>> Begin DATA SHOWN

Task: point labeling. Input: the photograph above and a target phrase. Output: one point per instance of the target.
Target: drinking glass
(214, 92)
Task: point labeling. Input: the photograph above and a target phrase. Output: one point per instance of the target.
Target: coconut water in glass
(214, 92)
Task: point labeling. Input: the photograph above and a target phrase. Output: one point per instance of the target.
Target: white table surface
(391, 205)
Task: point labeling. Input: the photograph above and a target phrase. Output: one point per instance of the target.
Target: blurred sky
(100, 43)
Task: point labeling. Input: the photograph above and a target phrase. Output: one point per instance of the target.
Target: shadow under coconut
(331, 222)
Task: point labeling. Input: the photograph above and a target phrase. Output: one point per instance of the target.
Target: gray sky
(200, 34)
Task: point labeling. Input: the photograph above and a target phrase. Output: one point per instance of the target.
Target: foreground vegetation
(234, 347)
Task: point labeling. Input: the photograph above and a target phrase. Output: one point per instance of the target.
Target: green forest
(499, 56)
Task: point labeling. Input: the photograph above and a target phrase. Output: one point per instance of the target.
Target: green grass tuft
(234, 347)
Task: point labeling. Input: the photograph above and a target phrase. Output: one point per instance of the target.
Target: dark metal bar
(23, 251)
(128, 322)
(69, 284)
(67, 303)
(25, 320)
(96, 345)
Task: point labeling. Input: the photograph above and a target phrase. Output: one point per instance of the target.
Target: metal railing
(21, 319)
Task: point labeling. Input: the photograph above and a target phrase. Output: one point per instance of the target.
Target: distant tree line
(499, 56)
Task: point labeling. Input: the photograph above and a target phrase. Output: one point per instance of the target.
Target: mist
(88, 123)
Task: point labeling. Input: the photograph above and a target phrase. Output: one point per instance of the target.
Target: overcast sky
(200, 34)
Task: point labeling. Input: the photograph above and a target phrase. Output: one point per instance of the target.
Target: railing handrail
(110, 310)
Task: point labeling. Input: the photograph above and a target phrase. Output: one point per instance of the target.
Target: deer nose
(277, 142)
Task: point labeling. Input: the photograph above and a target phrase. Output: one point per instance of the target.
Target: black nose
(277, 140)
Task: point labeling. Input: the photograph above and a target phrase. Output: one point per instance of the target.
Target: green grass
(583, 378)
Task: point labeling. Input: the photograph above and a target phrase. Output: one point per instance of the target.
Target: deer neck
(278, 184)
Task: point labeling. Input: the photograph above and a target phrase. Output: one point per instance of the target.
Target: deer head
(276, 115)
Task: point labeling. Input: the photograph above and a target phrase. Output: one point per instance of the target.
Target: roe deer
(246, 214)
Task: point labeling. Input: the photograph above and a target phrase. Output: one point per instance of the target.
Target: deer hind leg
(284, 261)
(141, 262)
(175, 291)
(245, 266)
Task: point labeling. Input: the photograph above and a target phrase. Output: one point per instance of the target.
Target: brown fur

>> End DATA SHOWN

- _WHAT IS ASKED_
Locate every line of the material above that contains the string "grass", matching case exactly, and copy each one.

- _THE ANSWER_
Target: green grass tuft
Target: green grass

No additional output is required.